[Data extracted from a collection]
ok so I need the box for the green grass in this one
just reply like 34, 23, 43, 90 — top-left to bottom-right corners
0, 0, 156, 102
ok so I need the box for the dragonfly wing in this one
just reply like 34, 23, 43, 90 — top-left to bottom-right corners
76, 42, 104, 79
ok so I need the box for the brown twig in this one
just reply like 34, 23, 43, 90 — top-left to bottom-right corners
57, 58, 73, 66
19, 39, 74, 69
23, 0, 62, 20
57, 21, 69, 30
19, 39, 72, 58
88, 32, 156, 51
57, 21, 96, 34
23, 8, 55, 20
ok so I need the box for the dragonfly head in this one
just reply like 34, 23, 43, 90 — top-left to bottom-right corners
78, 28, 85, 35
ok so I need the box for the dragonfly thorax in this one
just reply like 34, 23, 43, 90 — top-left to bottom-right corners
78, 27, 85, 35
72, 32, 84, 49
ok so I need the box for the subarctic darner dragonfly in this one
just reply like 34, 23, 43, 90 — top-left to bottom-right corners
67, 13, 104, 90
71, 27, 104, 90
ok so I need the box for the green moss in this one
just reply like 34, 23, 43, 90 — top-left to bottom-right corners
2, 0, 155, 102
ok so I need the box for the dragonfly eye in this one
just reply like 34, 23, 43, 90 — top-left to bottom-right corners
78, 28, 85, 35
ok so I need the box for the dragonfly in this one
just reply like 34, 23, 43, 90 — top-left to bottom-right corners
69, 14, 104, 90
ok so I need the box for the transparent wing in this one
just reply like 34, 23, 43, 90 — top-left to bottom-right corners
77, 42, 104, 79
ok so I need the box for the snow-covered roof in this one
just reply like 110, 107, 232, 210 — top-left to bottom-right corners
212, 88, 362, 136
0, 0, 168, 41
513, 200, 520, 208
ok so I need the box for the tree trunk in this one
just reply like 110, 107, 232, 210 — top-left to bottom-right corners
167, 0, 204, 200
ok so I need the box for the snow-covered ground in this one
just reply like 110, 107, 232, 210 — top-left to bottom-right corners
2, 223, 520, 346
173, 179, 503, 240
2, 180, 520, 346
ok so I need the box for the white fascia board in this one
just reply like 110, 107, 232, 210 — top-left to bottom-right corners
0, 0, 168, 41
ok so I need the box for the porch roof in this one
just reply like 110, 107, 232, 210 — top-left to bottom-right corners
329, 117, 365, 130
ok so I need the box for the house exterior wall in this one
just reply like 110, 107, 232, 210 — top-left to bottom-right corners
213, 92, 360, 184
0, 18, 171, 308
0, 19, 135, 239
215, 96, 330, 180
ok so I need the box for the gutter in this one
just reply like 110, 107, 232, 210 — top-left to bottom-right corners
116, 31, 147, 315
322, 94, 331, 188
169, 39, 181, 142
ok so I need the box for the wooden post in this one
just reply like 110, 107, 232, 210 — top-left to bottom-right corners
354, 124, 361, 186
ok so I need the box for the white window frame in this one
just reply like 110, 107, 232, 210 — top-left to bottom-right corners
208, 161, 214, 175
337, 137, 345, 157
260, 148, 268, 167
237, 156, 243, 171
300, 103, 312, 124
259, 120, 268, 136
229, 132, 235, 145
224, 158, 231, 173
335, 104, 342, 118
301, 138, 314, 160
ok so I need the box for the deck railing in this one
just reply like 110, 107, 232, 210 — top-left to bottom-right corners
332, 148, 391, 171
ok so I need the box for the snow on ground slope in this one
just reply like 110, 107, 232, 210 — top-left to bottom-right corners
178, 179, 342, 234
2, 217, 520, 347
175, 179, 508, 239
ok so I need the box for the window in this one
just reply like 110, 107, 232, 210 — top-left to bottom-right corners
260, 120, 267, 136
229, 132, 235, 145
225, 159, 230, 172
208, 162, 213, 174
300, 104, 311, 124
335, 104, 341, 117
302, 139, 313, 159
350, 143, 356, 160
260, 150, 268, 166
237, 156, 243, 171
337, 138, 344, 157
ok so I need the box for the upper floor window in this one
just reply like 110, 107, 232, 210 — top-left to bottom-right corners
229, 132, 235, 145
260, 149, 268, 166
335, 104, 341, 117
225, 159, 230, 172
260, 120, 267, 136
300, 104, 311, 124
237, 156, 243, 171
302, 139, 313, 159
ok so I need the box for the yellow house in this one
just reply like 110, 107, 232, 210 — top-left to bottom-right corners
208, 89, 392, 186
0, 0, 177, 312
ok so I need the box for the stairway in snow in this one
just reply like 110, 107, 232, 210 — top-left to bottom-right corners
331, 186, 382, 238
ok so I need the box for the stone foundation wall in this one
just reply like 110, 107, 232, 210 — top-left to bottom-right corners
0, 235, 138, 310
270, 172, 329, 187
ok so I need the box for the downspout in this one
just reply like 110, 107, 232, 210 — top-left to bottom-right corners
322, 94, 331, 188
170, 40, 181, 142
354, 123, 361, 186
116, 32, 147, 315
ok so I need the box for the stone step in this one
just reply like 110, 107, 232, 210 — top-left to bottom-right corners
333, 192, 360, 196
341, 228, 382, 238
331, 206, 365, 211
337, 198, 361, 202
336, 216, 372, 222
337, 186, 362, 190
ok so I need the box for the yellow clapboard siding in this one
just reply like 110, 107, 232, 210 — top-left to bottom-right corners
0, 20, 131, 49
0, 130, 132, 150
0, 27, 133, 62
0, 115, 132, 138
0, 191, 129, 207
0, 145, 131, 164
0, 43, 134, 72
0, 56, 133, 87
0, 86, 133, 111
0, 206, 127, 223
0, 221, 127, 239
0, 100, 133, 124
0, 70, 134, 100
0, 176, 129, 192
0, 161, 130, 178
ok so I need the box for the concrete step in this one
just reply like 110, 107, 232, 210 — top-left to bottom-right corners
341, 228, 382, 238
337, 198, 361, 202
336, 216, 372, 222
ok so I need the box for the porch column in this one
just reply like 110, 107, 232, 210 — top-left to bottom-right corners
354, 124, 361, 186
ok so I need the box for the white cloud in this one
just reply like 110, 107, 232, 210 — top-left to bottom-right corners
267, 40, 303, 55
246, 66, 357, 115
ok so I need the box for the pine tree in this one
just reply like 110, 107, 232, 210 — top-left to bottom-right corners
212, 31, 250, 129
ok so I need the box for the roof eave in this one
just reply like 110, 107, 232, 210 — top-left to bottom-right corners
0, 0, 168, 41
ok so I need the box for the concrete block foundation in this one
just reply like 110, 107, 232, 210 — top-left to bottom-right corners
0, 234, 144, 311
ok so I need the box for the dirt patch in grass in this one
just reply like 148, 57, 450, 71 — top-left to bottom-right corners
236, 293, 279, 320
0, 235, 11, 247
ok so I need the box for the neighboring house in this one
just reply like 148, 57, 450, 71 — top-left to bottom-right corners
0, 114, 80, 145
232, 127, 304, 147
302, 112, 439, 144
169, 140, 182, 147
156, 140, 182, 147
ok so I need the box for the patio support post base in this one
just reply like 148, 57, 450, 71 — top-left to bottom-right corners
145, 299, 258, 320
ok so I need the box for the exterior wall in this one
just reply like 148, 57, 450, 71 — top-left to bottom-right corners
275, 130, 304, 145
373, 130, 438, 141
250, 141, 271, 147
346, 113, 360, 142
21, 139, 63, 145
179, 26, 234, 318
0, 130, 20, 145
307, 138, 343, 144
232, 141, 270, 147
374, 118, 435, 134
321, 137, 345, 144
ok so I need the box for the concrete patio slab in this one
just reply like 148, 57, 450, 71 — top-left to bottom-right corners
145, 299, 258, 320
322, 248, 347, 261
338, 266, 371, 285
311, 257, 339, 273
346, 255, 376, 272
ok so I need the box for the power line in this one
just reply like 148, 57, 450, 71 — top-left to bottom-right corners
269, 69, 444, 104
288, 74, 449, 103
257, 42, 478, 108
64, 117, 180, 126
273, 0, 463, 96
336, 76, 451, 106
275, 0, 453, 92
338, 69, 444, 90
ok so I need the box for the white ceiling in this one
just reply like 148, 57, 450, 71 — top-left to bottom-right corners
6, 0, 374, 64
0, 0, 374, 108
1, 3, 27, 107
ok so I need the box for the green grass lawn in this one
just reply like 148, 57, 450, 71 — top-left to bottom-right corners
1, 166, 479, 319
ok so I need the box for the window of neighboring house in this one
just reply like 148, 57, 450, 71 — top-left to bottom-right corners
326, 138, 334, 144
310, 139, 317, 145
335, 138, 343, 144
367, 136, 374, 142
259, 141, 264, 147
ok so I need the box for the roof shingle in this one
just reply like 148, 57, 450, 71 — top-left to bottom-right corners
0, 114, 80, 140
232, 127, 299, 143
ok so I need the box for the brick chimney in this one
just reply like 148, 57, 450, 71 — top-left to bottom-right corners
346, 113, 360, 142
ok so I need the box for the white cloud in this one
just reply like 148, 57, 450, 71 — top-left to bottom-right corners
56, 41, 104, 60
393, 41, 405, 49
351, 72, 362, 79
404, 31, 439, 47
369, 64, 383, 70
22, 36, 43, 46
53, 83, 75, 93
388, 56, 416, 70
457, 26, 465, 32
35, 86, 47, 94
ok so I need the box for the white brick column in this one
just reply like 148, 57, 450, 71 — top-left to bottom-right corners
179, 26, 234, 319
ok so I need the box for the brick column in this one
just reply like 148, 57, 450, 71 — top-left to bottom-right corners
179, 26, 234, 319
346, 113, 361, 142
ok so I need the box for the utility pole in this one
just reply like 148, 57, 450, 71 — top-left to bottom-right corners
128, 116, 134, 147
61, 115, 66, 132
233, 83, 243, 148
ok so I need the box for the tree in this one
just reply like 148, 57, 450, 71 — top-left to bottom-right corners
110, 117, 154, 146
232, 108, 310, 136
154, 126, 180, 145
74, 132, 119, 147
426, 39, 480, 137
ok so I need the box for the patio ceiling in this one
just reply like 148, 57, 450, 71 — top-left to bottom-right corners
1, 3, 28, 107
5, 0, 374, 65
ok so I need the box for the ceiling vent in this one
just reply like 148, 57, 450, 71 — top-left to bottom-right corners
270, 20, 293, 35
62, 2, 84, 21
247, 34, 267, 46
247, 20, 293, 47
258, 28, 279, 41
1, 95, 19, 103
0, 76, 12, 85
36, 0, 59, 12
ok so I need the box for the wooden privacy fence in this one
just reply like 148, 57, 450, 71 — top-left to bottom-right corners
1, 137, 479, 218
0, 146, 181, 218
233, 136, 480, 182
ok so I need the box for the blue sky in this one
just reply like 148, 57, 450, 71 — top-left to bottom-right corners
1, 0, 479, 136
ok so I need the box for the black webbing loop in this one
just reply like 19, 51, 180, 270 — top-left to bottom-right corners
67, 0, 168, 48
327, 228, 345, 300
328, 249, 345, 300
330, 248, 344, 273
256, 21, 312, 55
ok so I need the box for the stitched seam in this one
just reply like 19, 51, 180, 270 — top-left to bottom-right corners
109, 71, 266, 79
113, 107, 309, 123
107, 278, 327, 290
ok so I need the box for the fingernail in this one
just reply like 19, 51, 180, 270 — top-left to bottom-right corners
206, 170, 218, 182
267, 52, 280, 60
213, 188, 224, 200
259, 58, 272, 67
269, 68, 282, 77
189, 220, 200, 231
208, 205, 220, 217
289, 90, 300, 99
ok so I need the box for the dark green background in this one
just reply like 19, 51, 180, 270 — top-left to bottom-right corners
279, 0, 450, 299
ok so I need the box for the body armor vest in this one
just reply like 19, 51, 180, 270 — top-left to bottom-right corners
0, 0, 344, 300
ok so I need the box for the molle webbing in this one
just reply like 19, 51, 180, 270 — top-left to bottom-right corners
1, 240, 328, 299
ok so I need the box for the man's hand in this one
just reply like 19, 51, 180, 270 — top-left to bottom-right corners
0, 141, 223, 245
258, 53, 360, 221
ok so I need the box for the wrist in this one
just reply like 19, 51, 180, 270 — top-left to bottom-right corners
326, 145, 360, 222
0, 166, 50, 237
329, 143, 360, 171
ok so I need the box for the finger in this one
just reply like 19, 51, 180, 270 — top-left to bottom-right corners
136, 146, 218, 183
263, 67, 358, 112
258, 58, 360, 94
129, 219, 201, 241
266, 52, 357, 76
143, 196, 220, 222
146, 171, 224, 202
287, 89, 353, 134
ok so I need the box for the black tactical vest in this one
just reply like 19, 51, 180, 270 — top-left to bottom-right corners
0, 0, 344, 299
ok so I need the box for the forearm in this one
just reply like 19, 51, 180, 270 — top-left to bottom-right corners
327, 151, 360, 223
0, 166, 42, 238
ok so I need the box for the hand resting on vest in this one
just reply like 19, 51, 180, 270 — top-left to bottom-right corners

> _Exercise details_: Where in the records does the string "tree" appear? Copy every line that has it.

> _Written solution_:
ok so I need the box for the tree trunk in this one
ok so I need the box for the pine tree in this one
ok so I need the box for the tree in this one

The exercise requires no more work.